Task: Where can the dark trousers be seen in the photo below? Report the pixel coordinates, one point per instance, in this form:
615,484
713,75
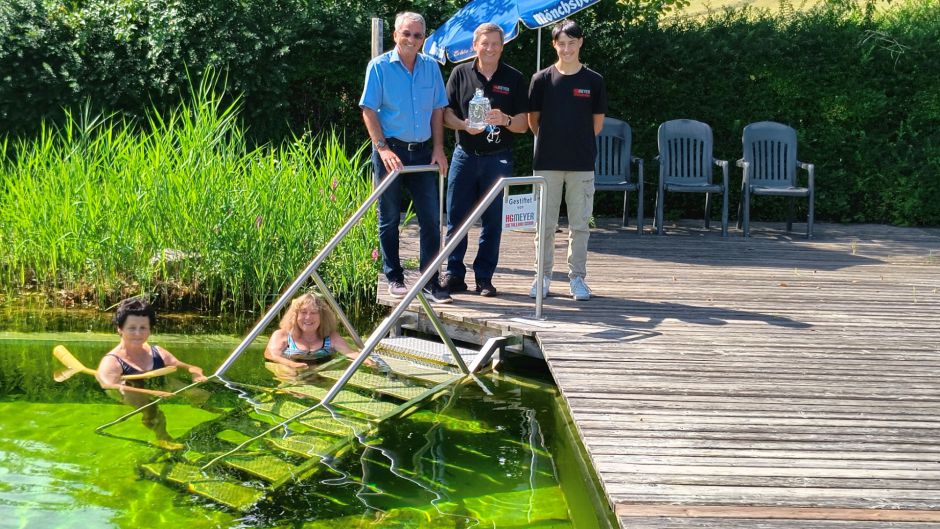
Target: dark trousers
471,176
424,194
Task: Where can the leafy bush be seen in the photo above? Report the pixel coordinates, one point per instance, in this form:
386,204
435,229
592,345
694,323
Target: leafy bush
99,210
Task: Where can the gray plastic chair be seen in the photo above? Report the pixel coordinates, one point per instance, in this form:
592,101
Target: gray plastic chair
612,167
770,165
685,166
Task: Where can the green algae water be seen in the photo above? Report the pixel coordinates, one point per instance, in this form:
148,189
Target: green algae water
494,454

================

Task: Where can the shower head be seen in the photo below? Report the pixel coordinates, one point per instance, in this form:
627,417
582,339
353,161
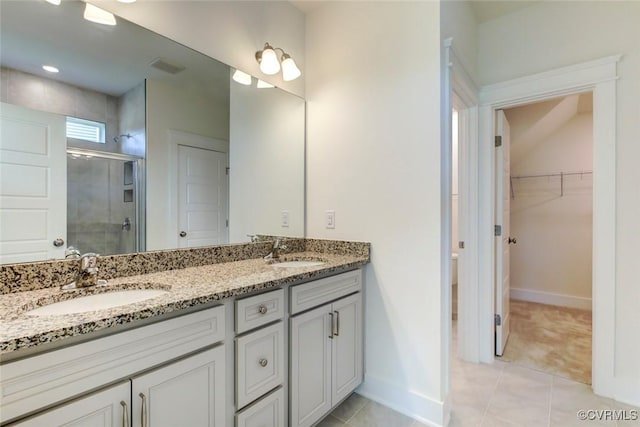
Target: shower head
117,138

================

EXERCISE REQUIREMENTS: Lines that hold "Task" are the ones to copy, so pick each out from the data.

WRITTEN SOLUTION:
Task: Where can the dark trousers be seen in the photo below? Report the pixel coordinates, one point per instance, in this form:
Task: Where can the leafy bush be seen in the photo above? Report the pixel coordinates, one point per instance, in this form:
Task: Where can the gray plastic chair be seen in the photo above? Report the pixel coordinates, one point per instance, in this form:
Task: Where can the green algae water be seen in the photo above? Report the pixel coordinates, one point per instance, in this form:
Task: Where can the shower head be seen in the photo below? Report the pixel coordinates, one point per instance, in this form:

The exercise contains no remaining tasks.